● What needs to be done: Both the line containing "the orange football" and the last line of the listing are included: write out exactly the lines from one to the other.

(Position identification records)
++++

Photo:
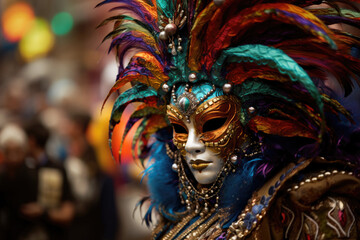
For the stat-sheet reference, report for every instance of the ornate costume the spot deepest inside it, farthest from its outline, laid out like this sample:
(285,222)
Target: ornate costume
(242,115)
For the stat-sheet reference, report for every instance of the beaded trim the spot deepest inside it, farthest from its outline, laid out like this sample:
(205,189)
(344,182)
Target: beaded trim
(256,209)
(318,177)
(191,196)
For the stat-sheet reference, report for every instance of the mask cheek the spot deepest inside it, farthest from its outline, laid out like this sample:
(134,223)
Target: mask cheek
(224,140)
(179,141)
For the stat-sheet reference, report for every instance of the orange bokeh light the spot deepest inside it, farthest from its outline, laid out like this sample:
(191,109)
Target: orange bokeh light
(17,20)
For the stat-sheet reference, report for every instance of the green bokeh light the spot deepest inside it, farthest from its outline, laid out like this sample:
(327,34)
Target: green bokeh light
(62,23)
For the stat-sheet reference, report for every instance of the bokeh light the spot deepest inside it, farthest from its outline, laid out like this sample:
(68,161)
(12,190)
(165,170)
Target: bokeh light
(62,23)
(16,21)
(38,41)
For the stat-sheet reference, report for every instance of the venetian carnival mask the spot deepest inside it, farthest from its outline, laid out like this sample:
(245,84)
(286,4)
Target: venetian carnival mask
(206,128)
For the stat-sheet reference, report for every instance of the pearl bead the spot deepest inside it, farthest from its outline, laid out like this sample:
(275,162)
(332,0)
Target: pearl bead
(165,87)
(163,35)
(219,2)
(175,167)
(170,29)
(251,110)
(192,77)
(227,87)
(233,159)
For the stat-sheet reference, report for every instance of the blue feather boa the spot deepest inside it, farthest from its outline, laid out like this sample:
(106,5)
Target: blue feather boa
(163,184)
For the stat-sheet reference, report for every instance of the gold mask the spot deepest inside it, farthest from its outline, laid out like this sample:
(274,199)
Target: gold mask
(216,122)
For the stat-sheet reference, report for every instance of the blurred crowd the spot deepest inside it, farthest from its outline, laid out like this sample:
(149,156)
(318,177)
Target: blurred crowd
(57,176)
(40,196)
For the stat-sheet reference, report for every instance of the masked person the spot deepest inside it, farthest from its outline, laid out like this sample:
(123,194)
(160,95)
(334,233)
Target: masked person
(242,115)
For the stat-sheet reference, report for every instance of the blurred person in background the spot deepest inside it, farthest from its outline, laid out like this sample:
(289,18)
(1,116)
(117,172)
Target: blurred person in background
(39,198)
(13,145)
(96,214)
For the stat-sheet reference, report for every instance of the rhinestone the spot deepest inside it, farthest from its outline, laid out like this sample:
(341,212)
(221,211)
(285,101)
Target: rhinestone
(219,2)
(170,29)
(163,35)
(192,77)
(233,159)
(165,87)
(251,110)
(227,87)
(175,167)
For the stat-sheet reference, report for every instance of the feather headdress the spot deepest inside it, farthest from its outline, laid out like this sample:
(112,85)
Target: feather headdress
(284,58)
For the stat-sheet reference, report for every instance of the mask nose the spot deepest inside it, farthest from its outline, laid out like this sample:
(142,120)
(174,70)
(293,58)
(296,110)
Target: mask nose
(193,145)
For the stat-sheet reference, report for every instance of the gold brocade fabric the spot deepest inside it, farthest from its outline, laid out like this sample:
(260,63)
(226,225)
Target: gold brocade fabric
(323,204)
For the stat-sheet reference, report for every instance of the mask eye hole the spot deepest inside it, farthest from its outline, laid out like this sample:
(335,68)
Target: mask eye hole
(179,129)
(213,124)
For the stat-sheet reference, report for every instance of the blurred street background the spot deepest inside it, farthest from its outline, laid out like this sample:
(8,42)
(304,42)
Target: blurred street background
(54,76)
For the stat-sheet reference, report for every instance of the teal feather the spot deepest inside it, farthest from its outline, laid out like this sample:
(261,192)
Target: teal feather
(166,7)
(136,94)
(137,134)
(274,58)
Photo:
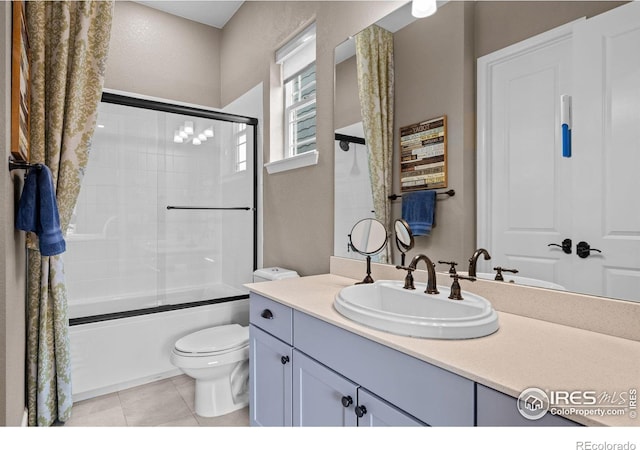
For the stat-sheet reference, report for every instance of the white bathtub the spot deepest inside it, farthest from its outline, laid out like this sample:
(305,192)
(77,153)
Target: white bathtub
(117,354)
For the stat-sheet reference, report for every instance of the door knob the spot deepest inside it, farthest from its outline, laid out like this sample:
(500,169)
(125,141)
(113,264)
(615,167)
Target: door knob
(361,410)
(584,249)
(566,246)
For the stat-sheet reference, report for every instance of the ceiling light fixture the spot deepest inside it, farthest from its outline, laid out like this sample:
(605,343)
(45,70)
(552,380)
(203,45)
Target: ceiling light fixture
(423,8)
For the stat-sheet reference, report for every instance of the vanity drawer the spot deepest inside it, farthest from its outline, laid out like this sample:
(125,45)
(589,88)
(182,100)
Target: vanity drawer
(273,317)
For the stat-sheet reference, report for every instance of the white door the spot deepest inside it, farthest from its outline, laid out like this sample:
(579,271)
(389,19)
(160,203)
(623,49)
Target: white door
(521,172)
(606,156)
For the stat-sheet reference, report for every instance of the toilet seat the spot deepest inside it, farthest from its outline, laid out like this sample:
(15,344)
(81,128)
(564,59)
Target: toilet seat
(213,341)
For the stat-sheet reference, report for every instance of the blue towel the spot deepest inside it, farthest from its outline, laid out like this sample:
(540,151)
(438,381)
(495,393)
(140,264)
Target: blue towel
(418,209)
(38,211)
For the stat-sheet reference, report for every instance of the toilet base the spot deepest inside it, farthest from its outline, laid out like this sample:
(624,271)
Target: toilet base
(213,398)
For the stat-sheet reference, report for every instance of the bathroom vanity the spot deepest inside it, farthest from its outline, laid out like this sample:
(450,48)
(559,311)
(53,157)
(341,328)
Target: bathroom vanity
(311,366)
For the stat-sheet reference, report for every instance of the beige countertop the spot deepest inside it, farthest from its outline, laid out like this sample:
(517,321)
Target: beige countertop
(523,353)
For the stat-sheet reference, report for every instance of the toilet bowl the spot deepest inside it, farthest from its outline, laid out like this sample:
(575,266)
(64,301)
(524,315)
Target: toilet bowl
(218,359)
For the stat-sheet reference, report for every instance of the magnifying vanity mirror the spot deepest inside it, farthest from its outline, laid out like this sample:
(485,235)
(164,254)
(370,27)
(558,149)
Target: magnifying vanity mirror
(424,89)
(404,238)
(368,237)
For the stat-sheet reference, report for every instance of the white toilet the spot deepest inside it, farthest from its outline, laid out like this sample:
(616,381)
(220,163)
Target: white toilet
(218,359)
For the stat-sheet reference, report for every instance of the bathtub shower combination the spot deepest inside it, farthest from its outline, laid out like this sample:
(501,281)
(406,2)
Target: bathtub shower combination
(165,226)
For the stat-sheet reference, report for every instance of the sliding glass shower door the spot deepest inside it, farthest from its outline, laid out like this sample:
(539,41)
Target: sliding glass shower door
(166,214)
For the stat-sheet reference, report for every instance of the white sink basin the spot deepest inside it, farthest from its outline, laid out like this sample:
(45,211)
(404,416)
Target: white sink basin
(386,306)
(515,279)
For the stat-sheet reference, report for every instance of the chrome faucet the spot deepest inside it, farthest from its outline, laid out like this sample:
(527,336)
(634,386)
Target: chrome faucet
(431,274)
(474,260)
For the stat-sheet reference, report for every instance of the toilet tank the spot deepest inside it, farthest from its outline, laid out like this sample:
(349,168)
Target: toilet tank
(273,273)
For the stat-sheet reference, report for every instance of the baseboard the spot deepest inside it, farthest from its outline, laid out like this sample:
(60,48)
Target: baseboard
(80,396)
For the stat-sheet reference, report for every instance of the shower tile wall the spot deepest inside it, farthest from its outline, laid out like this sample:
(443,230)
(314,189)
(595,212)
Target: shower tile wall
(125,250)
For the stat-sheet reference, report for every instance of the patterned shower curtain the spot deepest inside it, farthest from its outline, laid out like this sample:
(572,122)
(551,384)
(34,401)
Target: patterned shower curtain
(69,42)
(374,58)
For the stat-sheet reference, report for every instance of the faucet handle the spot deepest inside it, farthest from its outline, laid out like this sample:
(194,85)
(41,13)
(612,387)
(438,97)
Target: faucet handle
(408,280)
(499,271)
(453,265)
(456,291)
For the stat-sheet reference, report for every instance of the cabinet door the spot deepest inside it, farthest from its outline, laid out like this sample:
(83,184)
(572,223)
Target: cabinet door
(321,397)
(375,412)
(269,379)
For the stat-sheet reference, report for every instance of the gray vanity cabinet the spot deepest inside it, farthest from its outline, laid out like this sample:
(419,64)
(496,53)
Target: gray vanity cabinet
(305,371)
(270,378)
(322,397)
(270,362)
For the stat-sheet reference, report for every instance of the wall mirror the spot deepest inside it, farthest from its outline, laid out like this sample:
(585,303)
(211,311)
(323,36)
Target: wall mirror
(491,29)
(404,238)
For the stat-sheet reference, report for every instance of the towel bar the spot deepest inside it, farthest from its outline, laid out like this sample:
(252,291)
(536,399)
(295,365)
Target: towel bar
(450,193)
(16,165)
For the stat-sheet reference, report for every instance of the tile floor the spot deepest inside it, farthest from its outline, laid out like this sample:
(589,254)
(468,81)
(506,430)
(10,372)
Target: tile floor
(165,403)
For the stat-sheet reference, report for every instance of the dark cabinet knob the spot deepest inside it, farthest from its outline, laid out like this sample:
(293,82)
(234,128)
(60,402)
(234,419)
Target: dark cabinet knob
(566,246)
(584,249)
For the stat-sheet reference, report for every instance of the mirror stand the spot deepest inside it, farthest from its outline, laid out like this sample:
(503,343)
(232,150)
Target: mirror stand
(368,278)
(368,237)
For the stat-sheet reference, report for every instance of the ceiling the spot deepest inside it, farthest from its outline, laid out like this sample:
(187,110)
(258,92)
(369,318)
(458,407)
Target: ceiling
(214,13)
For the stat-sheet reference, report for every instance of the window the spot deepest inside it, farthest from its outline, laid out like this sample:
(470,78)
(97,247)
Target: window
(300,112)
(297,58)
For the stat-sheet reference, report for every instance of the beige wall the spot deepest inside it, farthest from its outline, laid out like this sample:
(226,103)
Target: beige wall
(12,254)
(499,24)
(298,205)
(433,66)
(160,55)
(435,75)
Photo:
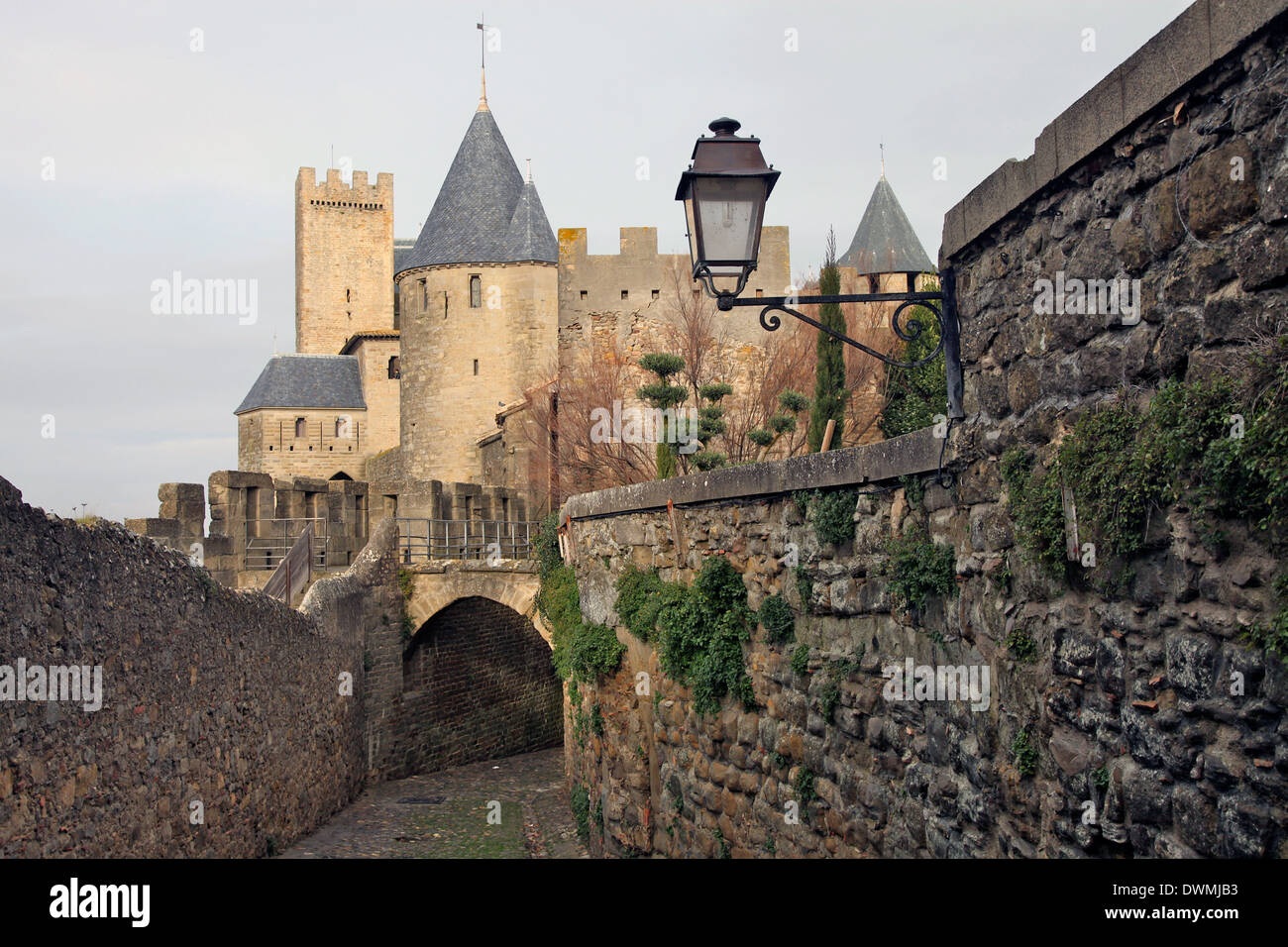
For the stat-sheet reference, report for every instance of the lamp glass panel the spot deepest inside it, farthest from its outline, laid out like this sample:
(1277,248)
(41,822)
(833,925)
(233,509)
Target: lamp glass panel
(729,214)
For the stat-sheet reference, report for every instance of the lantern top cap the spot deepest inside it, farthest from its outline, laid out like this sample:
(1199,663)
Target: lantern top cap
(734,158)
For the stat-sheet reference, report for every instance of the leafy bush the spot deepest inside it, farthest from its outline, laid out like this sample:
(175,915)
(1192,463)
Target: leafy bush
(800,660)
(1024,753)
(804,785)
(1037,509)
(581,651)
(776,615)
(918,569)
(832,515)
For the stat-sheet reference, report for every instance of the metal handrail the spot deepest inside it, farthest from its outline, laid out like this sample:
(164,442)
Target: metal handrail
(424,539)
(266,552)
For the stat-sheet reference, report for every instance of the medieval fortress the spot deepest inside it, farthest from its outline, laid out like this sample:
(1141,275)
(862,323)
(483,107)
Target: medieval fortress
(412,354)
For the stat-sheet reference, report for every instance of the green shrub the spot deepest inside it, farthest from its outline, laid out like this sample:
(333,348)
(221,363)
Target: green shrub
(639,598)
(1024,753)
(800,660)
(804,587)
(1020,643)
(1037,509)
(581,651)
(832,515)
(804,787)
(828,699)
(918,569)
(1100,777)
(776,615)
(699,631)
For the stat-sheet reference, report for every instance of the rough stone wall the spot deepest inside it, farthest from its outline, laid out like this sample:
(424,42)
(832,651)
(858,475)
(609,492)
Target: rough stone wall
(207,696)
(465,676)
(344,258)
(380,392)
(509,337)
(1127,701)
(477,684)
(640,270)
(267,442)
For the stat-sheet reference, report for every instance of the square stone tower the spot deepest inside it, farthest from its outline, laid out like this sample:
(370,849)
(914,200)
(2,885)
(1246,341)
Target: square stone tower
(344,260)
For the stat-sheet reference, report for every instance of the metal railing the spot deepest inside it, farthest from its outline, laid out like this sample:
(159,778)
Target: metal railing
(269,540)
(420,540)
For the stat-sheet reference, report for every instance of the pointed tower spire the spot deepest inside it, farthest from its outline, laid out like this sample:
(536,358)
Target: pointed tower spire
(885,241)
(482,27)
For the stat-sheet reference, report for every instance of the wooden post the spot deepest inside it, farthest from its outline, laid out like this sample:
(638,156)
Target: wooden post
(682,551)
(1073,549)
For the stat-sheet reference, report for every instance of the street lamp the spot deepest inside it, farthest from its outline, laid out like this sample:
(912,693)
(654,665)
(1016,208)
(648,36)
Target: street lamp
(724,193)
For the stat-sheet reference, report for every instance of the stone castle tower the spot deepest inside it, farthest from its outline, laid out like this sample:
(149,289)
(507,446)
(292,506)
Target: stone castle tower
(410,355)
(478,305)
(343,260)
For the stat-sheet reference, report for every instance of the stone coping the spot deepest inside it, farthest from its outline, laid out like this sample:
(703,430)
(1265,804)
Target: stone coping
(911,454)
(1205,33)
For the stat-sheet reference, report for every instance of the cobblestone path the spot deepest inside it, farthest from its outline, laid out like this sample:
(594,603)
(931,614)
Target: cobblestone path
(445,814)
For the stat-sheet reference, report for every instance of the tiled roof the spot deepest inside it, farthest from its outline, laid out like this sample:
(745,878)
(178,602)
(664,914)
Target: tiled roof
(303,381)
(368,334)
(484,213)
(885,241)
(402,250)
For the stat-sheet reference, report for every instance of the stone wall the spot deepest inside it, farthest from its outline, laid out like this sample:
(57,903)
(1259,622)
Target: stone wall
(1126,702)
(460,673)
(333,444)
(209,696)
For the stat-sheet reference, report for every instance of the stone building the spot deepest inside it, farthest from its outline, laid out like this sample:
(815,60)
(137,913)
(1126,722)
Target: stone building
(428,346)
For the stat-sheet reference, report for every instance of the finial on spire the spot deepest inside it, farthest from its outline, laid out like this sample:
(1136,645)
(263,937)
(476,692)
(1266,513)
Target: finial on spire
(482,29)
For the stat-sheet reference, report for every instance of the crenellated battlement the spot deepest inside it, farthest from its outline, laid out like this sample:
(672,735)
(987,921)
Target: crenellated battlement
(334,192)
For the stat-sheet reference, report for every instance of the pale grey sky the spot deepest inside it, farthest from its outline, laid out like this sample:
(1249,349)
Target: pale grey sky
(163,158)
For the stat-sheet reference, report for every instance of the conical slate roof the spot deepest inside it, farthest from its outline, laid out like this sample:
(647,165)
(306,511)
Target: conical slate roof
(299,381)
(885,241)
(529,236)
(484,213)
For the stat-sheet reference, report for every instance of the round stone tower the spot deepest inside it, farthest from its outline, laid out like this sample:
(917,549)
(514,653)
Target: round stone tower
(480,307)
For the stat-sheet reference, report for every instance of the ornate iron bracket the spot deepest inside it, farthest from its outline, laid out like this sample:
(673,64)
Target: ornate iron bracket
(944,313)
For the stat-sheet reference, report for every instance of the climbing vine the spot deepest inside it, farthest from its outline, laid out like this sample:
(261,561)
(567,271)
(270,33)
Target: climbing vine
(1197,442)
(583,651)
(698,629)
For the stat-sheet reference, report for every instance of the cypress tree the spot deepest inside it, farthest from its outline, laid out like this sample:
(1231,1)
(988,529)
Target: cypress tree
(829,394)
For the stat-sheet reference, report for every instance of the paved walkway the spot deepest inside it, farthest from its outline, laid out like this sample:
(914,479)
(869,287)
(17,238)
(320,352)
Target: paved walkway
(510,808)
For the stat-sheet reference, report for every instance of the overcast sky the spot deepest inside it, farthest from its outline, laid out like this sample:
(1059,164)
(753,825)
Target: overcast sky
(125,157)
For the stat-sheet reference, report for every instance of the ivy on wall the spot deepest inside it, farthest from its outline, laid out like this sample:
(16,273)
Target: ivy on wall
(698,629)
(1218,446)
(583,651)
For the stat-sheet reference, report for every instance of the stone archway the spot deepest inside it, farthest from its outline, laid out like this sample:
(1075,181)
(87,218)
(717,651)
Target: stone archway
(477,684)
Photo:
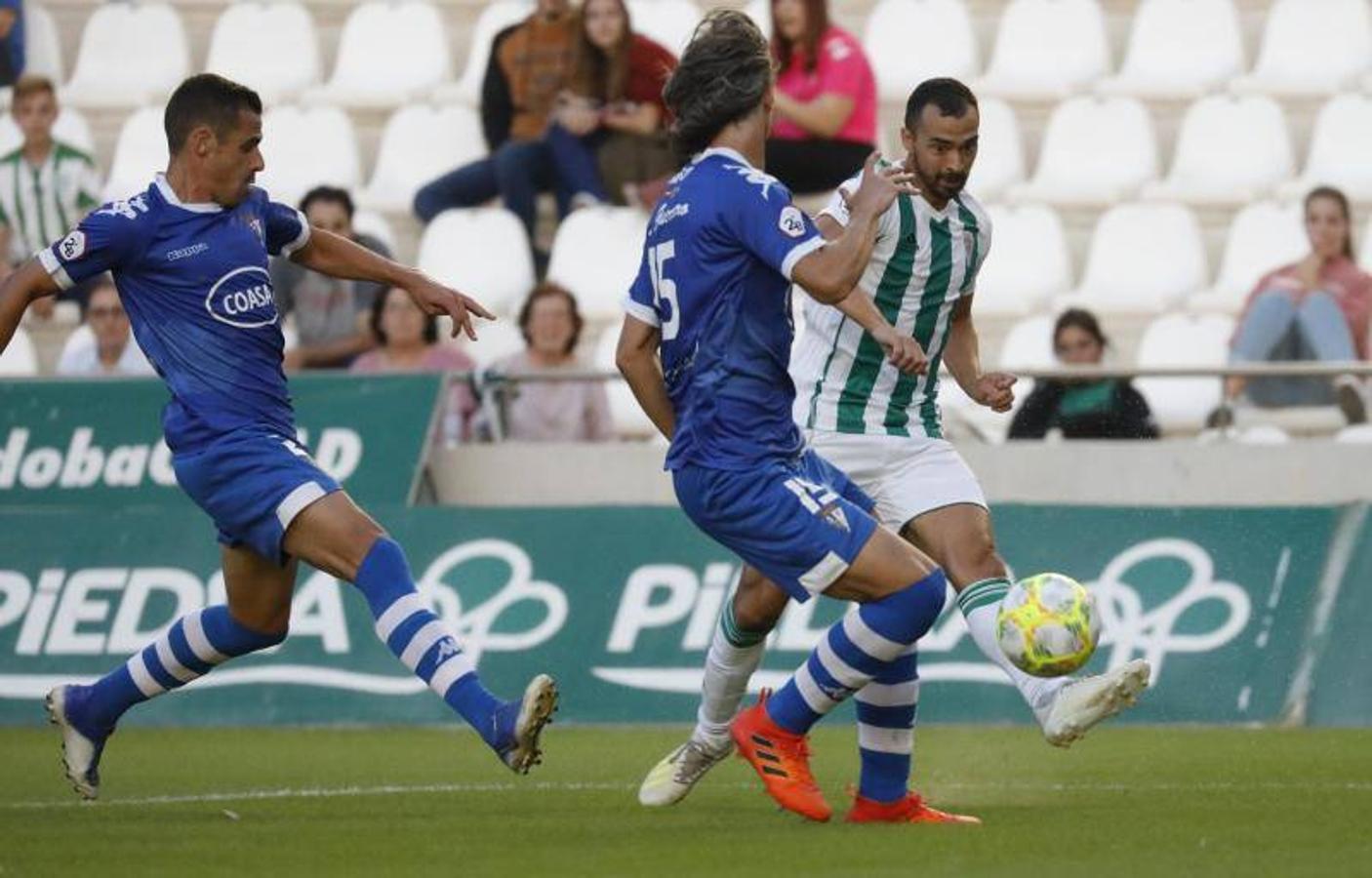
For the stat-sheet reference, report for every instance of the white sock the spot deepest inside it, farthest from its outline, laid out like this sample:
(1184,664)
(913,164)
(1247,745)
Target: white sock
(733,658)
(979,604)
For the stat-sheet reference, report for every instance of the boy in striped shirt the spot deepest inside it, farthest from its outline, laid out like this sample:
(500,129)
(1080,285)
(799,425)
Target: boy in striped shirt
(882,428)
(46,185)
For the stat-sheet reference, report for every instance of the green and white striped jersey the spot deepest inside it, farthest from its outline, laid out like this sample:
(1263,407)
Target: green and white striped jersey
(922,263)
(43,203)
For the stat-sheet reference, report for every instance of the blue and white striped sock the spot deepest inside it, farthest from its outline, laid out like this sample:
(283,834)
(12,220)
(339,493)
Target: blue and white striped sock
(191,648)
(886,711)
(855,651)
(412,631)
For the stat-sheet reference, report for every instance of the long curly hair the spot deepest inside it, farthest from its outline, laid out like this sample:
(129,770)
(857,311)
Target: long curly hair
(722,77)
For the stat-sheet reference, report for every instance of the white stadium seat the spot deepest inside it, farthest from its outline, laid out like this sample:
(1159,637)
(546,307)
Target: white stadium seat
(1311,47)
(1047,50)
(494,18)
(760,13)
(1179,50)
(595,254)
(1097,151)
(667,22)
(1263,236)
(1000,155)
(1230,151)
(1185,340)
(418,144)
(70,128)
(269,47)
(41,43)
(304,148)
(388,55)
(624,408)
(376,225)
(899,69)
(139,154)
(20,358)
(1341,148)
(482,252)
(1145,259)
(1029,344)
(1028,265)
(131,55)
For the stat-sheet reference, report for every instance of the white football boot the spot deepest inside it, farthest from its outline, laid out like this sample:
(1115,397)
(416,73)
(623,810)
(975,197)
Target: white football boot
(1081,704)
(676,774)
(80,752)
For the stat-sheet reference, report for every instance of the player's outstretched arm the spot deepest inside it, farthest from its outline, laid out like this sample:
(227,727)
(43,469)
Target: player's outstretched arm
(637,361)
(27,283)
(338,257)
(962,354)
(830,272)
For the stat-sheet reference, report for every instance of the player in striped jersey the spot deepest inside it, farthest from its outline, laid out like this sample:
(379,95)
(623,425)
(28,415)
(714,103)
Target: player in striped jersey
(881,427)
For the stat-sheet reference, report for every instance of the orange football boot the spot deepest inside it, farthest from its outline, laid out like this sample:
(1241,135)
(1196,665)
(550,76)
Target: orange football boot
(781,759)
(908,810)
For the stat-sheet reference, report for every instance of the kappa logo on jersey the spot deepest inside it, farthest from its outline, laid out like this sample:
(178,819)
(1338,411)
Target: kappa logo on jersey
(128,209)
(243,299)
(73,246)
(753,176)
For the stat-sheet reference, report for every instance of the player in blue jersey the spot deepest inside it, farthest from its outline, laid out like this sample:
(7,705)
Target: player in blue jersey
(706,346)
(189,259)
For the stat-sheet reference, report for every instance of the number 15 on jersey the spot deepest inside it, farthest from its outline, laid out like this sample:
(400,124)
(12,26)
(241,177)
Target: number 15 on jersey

++++

● Worked solution:
For the stat-sheet reference, report for every instance of the orange football boot the spot deepest inside it, farthest from its outline, laid out like this sample:
(1241,135)
(1196,665)
(550,76)
Target: orange football boot
(781,759)
(908,810)
For the stat-sheet reference, report for every instance of the kappa logo on jersey the spot deepest inside it, farthest from its outline, laid out like this sample:
(178,819)
(1338,411)
Target: kappa logo on jersey
(128,209)
(243,299)
(73,246)
(753,176)
For the stat-sheet reference, report for every instance of the player in blue jersey the spot deepest inside it, farthest from its outline, laid out like this sample:
(7,705)
Target: player in blue jersey
(706,346)
(189,259)
For the stat-sheet reference, report for every instance of the number 15 on jersey the spot deepest inside it, farthest from its outline, laid out like this sample:
(400,124)
(12,26)
(241,177)
Target: number 15 on jersey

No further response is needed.